Listed records:
☆ ☆ ☆ ☆

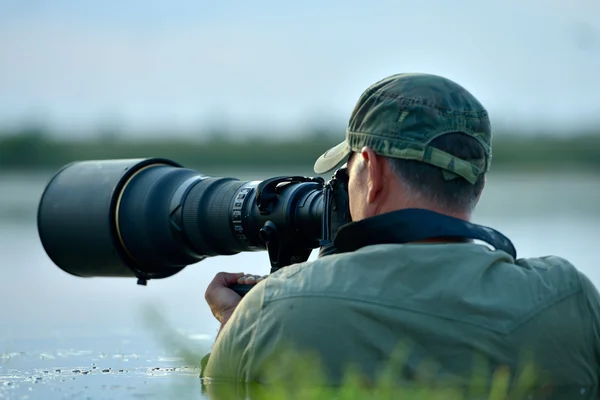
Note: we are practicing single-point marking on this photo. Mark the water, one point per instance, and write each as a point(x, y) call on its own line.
point(68, 337)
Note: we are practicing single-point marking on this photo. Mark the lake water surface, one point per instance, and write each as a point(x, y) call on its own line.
point(68, 337)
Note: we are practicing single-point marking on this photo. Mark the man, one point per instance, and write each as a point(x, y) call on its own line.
point(414, 141)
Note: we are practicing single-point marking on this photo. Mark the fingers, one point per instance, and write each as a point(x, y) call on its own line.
point(227, 278)
point(249, 279)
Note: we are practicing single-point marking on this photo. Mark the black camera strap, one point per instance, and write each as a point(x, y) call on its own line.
point(413, 225)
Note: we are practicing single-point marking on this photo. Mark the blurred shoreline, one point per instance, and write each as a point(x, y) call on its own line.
point(37, 150)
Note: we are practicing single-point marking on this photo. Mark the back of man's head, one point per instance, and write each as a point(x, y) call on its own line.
point(435, 134)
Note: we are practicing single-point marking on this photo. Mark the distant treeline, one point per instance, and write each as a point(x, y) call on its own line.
point(35, 150)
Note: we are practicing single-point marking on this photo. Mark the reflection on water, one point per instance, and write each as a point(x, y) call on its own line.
point(53, 321)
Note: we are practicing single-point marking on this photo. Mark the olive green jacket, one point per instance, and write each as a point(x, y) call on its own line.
point(443, 309)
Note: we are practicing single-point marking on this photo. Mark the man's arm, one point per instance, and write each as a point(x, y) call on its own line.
point(592, 298)
point(230, 352)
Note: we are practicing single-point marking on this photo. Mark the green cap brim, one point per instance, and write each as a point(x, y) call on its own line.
point(333, 158)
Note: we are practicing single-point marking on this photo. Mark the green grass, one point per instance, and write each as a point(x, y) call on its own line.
point(299, 376)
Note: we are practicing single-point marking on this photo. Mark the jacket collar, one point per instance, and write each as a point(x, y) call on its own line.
point(413, 225)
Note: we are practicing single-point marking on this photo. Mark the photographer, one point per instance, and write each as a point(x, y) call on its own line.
point(414, 141)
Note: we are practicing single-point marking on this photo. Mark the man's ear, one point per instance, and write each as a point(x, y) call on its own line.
point(374, 167)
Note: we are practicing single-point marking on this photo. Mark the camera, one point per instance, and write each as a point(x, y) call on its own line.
point(150, 218)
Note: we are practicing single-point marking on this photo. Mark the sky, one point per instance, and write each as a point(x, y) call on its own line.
point(150, 66)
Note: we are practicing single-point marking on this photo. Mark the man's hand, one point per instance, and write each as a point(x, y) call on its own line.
point(221, 299)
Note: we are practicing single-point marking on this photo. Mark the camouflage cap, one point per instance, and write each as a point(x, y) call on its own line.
point(400, 115)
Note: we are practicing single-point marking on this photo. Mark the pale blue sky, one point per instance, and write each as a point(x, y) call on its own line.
point(184, 64)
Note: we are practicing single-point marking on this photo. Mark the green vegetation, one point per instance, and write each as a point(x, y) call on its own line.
point(298, 375)
point(33, 149)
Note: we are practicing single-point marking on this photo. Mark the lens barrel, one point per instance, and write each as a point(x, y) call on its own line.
point(149, 218)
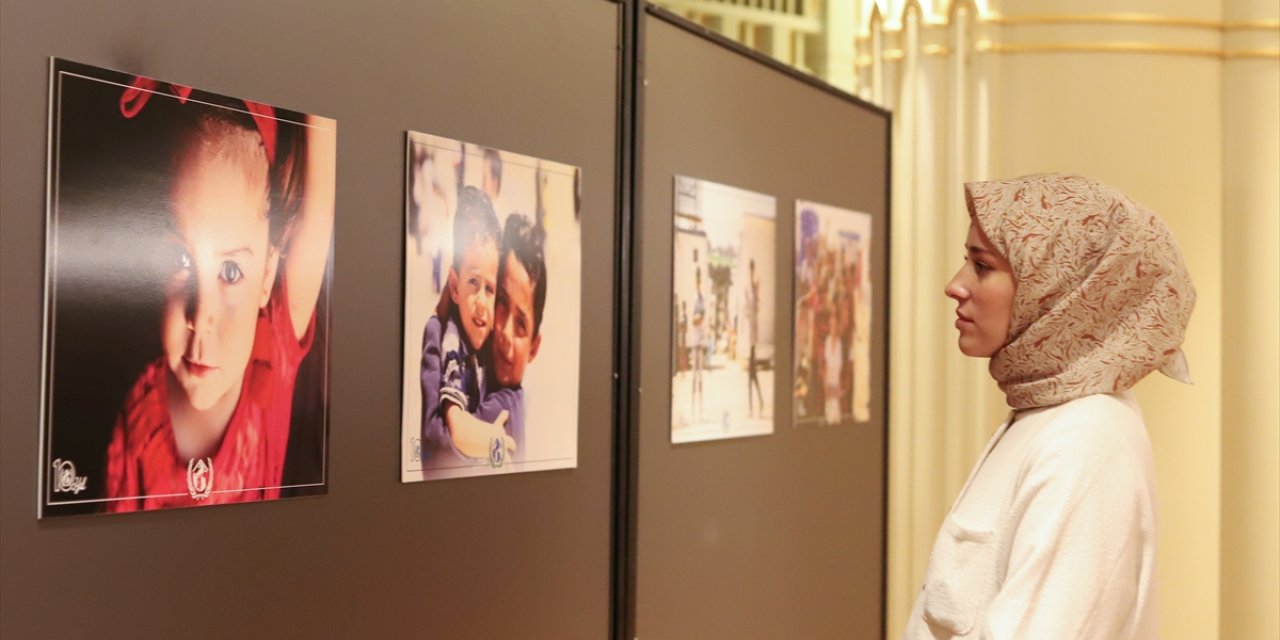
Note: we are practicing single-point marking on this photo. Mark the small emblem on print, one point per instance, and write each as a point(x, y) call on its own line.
point(497, 452)
point(65, 479)
point(200, 478)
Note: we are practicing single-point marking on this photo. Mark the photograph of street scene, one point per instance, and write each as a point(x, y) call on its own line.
point(722, 320)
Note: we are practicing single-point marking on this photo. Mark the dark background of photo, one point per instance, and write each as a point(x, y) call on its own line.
point(108, 272)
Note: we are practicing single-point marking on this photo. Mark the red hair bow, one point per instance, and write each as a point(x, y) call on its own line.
point(141, 90)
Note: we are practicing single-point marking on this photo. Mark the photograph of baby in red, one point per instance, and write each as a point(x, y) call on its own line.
point(187, 318)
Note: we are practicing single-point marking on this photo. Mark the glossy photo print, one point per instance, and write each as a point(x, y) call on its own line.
point(492, 311)
point(188, 259)
point(722, 321)
point(832, 315)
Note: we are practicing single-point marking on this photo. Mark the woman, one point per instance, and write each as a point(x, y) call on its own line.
point(1075, 293)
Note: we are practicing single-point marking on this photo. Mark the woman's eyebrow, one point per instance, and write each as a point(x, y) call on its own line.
point(245, 248)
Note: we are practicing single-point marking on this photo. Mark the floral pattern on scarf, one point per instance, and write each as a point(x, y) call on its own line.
point(1102, 293)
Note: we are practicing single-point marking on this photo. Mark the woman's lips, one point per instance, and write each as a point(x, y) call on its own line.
point(199, 369)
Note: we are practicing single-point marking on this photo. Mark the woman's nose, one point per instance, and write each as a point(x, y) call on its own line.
point(199, 304)
point(955, 289)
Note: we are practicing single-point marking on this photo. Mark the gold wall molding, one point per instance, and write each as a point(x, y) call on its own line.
point(1265, 54)
point(1260, 24)
point(894, 55)
point(987, 46)
point(1142, 19)
point(1102, 18)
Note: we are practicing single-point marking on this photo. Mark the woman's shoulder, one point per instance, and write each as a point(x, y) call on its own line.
point(1101, 429)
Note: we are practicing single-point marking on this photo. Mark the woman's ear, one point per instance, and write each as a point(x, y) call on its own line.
point(273, 264)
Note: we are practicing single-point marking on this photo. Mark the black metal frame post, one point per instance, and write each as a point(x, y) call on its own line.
point(626, 435)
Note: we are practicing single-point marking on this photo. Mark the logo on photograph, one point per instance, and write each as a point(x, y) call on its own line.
point(497, 452)
point(65, 479)
point(200, 478)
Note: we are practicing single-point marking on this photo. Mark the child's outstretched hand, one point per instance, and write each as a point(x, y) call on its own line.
point(472, 437)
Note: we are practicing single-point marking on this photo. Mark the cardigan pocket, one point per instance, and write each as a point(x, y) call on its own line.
point(961, 577)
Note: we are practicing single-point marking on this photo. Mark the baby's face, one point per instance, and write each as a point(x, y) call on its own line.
point(223, 272)
point(474, 288)
point(515, 343)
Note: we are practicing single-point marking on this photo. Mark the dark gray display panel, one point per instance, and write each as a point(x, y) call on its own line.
point(780, 535)
point(522, 556)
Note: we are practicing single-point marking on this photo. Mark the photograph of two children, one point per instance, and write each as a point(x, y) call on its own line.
point(492, 307)
point(187, 305)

☆ ☆ ☆ ☆

The records above are to be repeated word for word, with the pictures omitted.

Note: we are practicing single-point marking on this photo. Mark the water, one point per instance, and write each as a point(x, y) call on its own line.
point(68, 337)
Note: we are practicing single-point marking on this photo. Mark the lake water surface, one point per instance, and write each as a point(x, y) call on its own line.
point(68, 337)
Note: we are practicing single-point marking on this photo. Mark the man, one point per instance, and write each as a point(x, y) call on its own line.
point(414, 141)
Note: we are practicing single-point marking on this photo. Mark the fingers, one point per instance, and write each as a point(x, y) call on its own line.
point(227, 278)
point(249, 279)
Note: we are practicing single-point marking on this photo. Mark the black camera strap, one point per instance, and write each as a point(x, y) call on its own line.
point(413, 225)
Note: we are practicing single-point marking on this photo. Mark the blurred shoreline, one point per instance, and write each as a point(x, y) call on its own line.
point(37, 150)
Note: we are practicing single-point marking on this photo. Mark the back of man's head, one point per instance, and write each as a point(x, y) call on its own line.
point(435, 134)
Note: we are practicing single-point marking on this photo. Mark the distant treeline, one point per instance, and write each as a point(x, y) call on its own line.
point(35, 150)
Note: we are practicing single-point marking on this photo. Mark the reflection on water, one point per instance, and write each as a point(x, y) call on its own line.
point(53, 321)
Note: we are practicing single-point marking on this photo. Mark the olive green jacket, one point per instance, and write each as a point(x, y) call on its own line.
point(443, 309)
Note: we are practicing single-point marking on this photo. Mark the man's arm, one point per instance, and write each as a point(x, y) call on its own line.
point(592, 298)
point(230, 352)
Note: we are practicing single-point marking on this photo. Mark the green cap brim, one point per instance, and write each as a point(x, y) call on its own line.
point(333, 158)
Note: we are practicing single-point marking on this photo. Mark the green grass, one point per instance, and write each as a point(x, y) call on its own line.
point(299, 376)
Note: we are practicing single-point marking on this photo. Mark the jacket collar, one point per instance, and write each as a point(x, y) call on its own line.
point(413, 225)
Note: we are practicing single-point marking on this photo. Mark the photographer, one point per instance, and write each as a point(x, y) call on its own line.
point(414, 141)
Note: we are practicing single-point marking on this photo. Mark the man's ear, one point per instance, and write each as a point(x, y) call on its own line.
point(374, 167)
Note: we are practicing single-point marking on this photo. Mark the camera, one point per instance, and write each as a point(x, y) call on its own line.
point(150, 218)
Note: we are practicing single-point marking on this photo. Mark the sky, one point per instance, and write each as a point(x, y) call on its own line.
point(150, 66)
Note: we are practicing single-point marking on this photo. Mark the man's hand, one point per instance, and write each as a point(x, y) call on its own line.
point(221, 299)
Note: we are practicing single-point marking on this photo. Mark the camouflage cap, one point per instance, and write each as a point(x, y) call on its own line.
point(400, 115)
Note: we are practicing single-point marking on this photo. Mark the pale blue sky, one point per instance, and write each as a point(x, y) call on its own line.
point(184, 64)
Note: we are practicing single-point marking on this photo. Mark the green vegetation, one point per instance, and write each as a point(x, y) call on its own line.
point(298, 375)
point(33, 149)
Note: we are practicing single-point marking on this photo. Mark the lens barrel, one point per instance, and write each as a point(x, y) call on its own line.
point(149, 218)
Note: we are practicing single-point marking on this photo. Mark the small emblem on print, one point per instance, and write each as a point(x, y) call on its own line.
point(497, 452)
point(65, 479)
point(200, 478)
Note: we are practicing single-point marking on this photo. Mark the photograph of street scene, one point per instance, and write each as a point(x, y) call on its own line.
point(722, 320)
Note: we are practicing single-point marking on this photo. Mark the dark background of photo, one point per instance, and write each as a point(x, y) call on its own line.
point(108, 272)
Note: we are practicing single-point marking on this photo. Mark the red hair bow, one point per instance, and write each as a point(x, y) call on its own line.
point(141, 90)
Note: we are practicing single-point marking on this photo. Mark the photograph of baby in red, one point per instance, and write each as a point(x, y) call on its own line.
point(187, 318)
Note: we are practicing single-point marking on this photo. Mark the glossy photo print, one point per instance, and write each as a point(x, y) call on its own line.
point(492, 311)
point(188, 259)
point(722, 321)
point(832, 315)
Note: we are practicing single-point marking on this photo. Mark the woman, one point per instance, and write each as a point(x, y) call on its own line.
point(1075, 293)
Note: we are practicing single-point marking on this photo. Mark the woman's eyebrow, one point per instance, and write each as a point(x, y) call on its own line.
point(245, 248)
Note: we are practicing single-point marking on this photo. Mark the floral pattern on scarf, one point per instance, and write each as a point(x, y) call on its own line.
point(1102, 293)
Note: we are practicing single-point marking on this photo. Mark the woman's lips, one point per instance, and write each as a point(x, y) call on its own line.
point(199, 369)
Note: we are practicing single-point marking on this photo. Mark the woman's nose, one point per instance, and write each as a point(x, y) call on its own line.
point(199, 304)
point(955, 289)
Note: we are practicing single-point marking on this photo. Mark the gold wall molding, one point per instance, and write each as a point(x, y) call on its own line.
point(1265, 54)
point(1260, 24)
point(894, 55)
point(987, 46)
point(1142, 19)
point(1102, 18)
Note: we are practicing single-point marking on this photo. Mark the woman's shoulder, one point per instance, and write each as a point(x, y) call on its own line.
point(1101, 429)
Note: we are practicing single-point marking on this photo. Mark the woman's ear, one point per instance, and write each as a point(x, y) call on its own line.
point(273, 264)
Note: we are practicing single-point marking on this photo. Mark the black metal frame post, one point per instance, and write each as a point(x, y) call on its own line.
point(626, 435)
Note: we are practicing single-point marking on this photo. Mark the logo on photograph, one point per instance, and write each as a point(x, y) call on its own line.
point(497, 452)
point(65, 479)
point(200, 478)
Note: we are practicing single-point marking on this photo. Mark the child's outstretched hand, one point per instance, and write each as a point(x, y) call on its own line.
point(472, 437)
Note: we are practicing single-point marking on this photo. Mark the cardigan pocket, one point per instance, and write each as a point(x, y) call on its own line.
point(961, 577)
Note: we are practicing single-point marking on this photo. Mark the baby's face, one point per instance, and write each as a point(x, y) call on its own line.
point(223, 272)
point(474, 288)
point(515, 343)
Note: we are practicing single-point marking on this photo. Mark the dark gray display panel, one point per instance, and write each as a point(x, y) call on its own line.
point(780, 535)
point(522, 556)
Note: we are practicing single-point marking on this photo. Mark the photograph of two children, one point per instance, and write each as a point(x, y) call on its own line.
point(492, 307)
point(187, 305)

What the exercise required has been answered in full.